> **DOCUMENT TEXT**:
"""
I wonder whether celibacy, rightly integrated, might be a little like that. It has the ring of truth, to me, to suppose that it does, but I can't tell. I haven't rightly integrated celibacy, that's for sure. And I don't really know whether I ever will. With interludes of contentment, I've spent the last twelve years wishing, wishing I could quit and just ignore it all. Trying to find a pretext to give up. The loneliness gnaws at you like hunger sometimes, principle or no principle. I took the little book out of the angel's hand, and ate it up; and it was in my mouth as sweet as honey: and as soon as I had eaten it, my belly was bitter.

To a lot of people, the obvious question this raises is how a good God could ask such a thing of anyone. Personally, I can't make any use of that line of thinking. I feel that way, most of the time; and I've no wish to dismiss feelings as unimportant, my own or other people's. (Admittedly I am also not totally sure what to do with feelings most of the time, but that's my problem.) Even Aristotle, the epitome of Hellenistic rationality, said that the intellect should be the constitutional monarch of the heart, not its tyrant.

But, intellectually, I find myself unable to give the problem of loneliness any great weight. For if there is a God, and if He does know everything while we don't, and if we are moreover imperfect creatures -- then is it, on the face of things, really difficult to hypothesize that He would ask something of me that I find incomprehensible and painful? I've neither the right nor the desire to blame others for not looking at the purely intellectual part of the problem that way; but I am beholden to my own conscience and reason. To ignore them is simple dishonesty, which is even more intolerable than being alone.
"""
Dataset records
"""
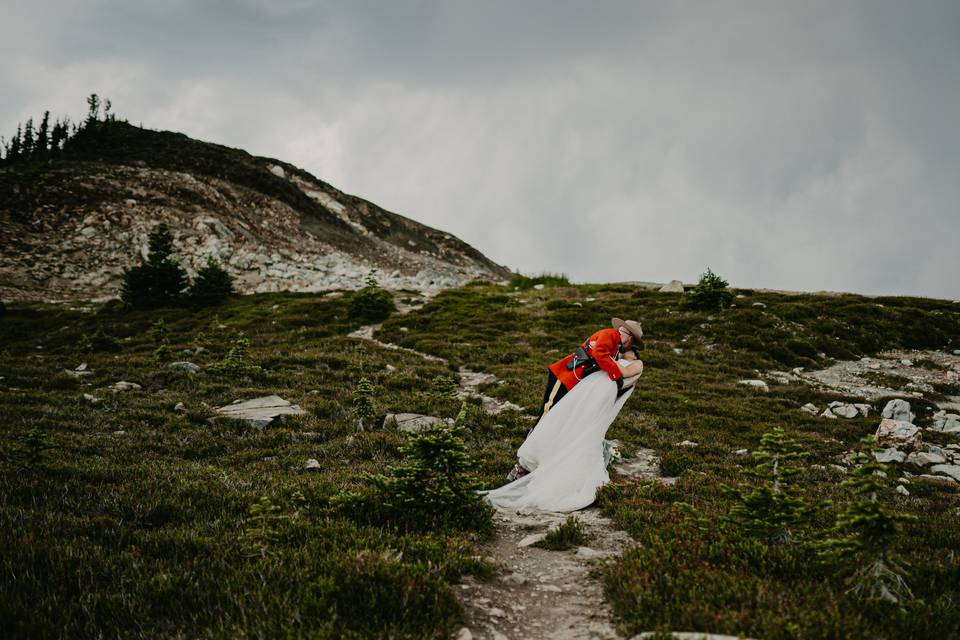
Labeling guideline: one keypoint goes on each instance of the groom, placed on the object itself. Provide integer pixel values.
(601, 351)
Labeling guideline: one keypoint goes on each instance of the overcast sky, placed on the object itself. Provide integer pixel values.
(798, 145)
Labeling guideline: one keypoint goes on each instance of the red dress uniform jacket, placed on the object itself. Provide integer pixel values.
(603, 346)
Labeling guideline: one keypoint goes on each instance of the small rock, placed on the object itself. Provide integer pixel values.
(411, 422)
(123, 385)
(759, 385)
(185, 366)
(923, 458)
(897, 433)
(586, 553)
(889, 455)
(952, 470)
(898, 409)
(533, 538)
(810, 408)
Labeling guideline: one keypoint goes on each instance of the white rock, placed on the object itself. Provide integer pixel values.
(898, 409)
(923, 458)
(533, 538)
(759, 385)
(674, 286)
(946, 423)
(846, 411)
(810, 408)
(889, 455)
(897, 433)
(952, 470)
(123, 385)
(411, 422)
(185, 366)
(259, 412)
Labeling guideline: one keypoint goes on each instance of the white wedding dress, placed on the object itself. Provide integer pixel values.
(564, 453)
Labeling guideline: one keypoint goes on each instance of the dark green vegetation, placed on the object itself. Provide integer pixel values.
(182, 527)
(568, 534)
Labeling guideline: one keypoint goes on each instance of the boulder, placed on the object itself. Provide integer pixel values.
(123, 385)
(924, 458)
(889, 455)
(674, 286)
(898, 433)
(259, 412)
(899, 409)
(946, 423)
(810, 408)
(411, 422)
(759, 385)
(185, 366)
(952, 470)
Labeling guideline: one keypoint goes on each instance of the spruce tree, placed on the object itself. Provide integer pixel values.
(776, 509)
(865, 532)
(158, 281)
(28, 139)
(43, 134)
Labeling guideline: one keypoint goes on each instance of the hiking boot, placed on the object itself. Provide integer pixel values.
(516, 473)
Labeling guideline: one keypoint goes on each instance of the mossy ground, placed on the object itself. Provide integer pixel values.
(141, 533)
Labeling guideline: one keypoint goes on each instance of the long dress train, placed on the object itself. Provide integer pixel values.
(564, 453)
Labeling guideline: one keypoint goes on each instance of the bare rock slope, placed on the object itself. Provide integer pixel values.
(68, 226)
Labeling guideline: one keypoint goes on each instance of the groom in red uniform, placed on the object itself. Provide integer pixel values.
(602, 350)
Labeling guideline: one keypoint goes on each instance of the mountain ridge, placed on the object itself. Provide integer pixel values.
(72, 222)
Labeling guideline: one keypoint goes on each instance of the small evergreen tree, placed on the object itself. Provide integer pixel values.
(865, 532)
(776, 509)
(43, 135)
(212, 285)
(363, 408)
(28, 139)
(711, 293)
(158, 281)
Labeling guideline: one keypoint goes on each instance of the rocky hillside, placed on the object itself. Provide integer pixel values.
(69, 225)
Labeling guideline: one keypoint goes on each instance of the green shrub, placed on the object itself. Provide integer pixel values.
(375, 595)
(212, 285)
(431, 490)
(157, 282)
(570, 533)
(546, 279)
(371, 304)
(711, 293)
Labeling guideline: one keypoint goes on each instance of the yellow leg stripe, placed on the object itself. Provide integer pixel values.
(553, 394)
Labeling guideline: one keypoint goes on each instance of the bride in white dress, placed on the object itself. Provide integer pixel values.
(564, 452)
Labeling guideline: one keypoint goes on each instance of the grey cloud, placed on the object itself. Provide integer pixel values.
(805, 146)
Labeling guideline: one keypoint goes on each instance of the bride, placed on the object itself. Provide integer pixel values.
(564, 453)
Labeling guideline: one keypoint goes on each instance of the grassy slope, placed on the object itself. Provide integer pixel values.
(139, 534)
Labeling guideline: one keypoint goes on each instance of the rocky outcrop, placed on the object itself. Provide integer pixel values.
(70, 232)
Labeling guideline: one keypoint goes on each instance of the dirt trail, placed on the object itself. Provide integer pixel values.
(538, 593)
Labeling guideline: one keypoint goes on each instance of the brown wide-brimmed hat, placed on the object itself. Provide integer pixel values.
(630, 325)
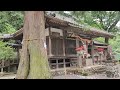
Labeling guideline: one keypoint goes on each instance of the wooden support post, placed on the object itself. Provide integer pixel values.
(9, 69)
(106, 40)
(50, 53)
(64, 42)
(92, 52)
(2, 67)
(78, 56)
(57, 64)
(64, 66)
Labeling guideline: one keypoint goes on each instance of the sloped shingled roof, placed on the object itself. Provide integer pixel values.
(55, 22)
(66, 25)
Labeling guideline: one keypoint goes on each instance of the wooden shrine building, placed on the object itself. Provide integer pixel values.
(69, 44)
"""
> **YOUR TASKS**:
a: In the passage on celibacy, how long has the writer spent wishing to quit and ignore it all?
b: Decide whether each statement agrees with the passage on celibacy: (i) Aristotle is cited as saying the intellect should be the heart's tyrant. (ii) The writer ranks ignoring conscience and reason as worse than being alone. (iii) The writer claims to have rightly integrated celibacy.
c: Write one more paragraph that carries the passage on celibacy forward from its final sentence.

> **THE RESULTS**:
a: The last twelve years.

b:
(i) No: "the intellect should be the constitutional monarch of the heart, not its tyrant."
(ii) Yes: "To ignore them is simple dishonesty, which is even more intolerable than being alone."
(iii) No: "I haven't rightly integrated celibacy, that's for sure."

c:
This is traditionally the part where orthodox, well-meaning Catholics pipe up and say that celibacy doesn't have to mean loneliness, that sex and romance aren't everything, that marriages don't magically make you happy, yakety yakety yakety blah blah blah, and I exercise profound self-control in not strangling them even a little bit, for which I am sure I will be rewarded magnificently in heaven.*

Can you be happy without a romantic partner? Well, some people can. I've met them. But I don't know whether everybody can -- St Paul, though he didn't put it in quite those terms, didn't seem to think so -- and I don't know whether the categories of people who can be happy as celibates and people whom God calls to celibacy are necessarily the same thing.**


That ache, that hunger, it isn't just for company. It isn't even just for love. Loves do not, as a rule, substitute for one another very well; as any lonely middle school boy whose mother loves him very much could tell you. The restless, empty feeling of longing for a partner and not having one -- it's always being second, it's feeling like your body isn't for somebody, it's looking after yourself when you're sick, it's having only your own will and imagination to rely on, it's having no one to share a bottle of wine and a bad movie with. In a weird way, it's feeling like your choices don't really matter, because when you come home, whom do they actually affect? You can go out and do stuff, sure, and that stuff may well matter; and then you come home and the stuff that matters is over, and it's just you and the walls. It isn't a matter of not having intimate and supportive friends, or not having a creative outlet or a sense of purpose -- even if those things help. It's just the blank feeling that: I am not special to someone. I am only me.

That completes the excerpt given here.